● Directions:
Without the pictures, set down every line of the data exactly.

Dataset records
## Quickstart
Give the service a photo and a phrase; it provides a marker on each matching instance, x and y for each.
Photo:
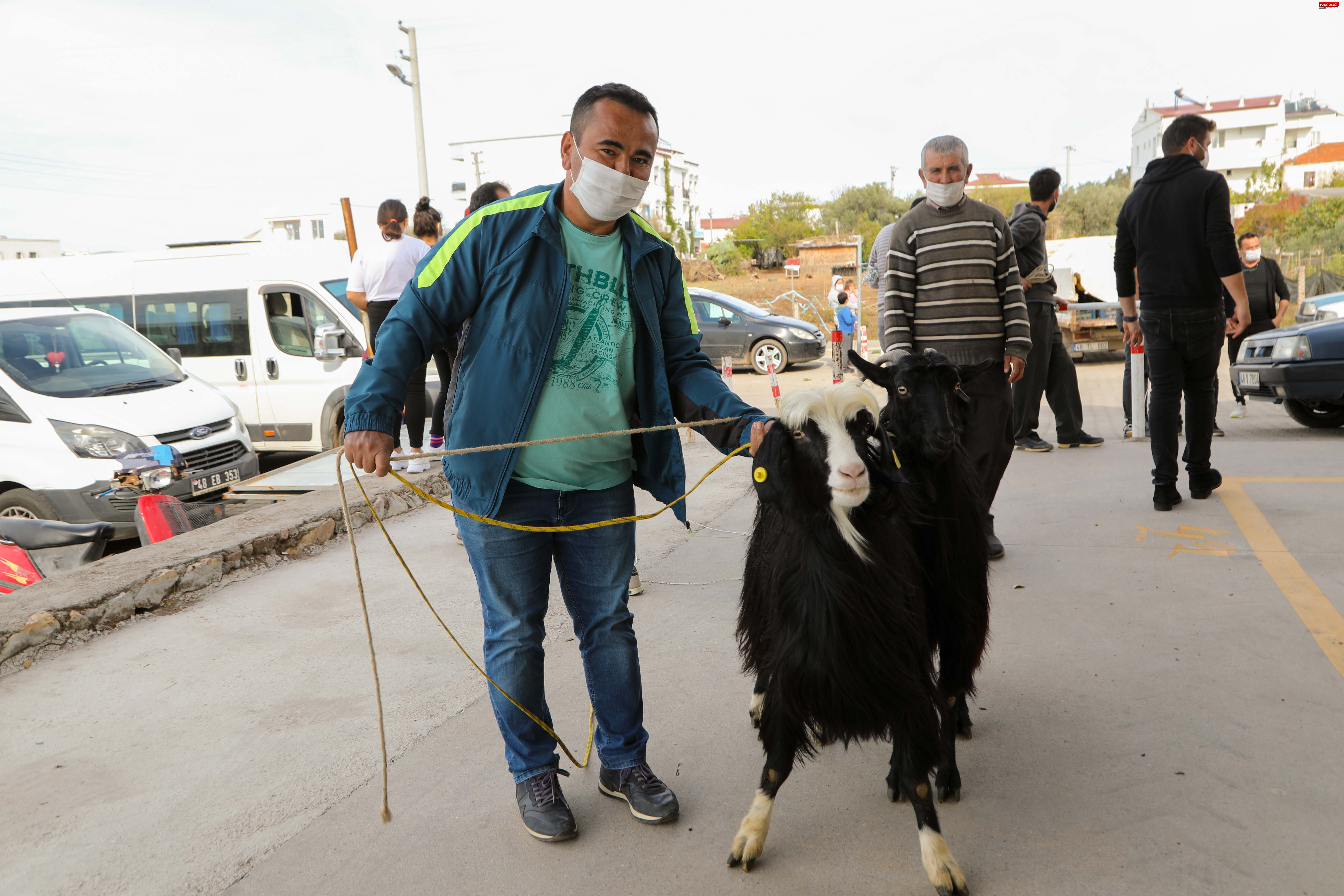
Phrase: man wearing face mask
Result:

● Task result:
## Quickstart
Give the service a photo and a phrase; it provides a marker on each matching instance, x and y for each.
Photo:
Phrase: man wearing face mask
Result:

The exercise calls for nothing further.